SET EXERCISE: Express the data below as a two-column CSV with the columns "prompt" and "mask", one row per request. Each field holds the request's text or its answer in quotes, with line breaks turned into spaces. Cover only everything from the start of the data down to the line containing "192], [256, 188]]".

PROVIDED MATERIAL:
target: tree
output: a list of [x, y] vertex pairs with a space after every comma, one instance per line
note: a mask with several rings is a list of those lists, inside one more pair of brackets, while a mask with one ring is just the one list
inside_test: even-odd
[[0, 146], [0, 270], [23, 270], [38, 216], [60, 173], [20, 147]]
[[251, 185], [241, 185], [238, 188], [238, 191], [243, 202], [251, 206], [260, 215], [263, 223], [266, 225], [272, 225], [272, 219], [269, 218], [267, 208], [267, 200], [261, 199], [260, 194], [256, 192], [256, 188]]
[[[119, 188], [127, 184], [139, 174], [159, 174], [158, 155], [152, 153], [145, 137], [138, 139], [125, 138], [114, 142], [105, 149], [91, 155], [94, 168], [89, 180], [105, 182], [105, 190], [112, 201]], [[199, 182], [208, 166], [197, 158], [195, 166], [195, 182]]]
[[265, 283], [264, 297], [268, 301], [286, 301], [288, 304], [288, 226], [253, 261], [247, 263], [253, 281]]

WRITTEN REPLY:
prompt,mask
"target: tree output: a list of [x, y] vertex pairs with a space after every comma, one instance per line note: a mask with several rings is a list of those lists, inside one more pair of brackets, while a mask with one ring is just the one list inside_test: even-odd","[[0, 146], [0, 270], [23, 270], [38, 216], [60, 173], [20, 147]] [[251, 185], [241, 185], [238, 188], [238, 191], [243, 202], [251, 206], [260, 215], [263, 223], [266, 225], [272, 225], [272, 219], [269, 218], [267, 208], [267, 200], [261, 199], [260, 194], [256, 192], [256, 188]]"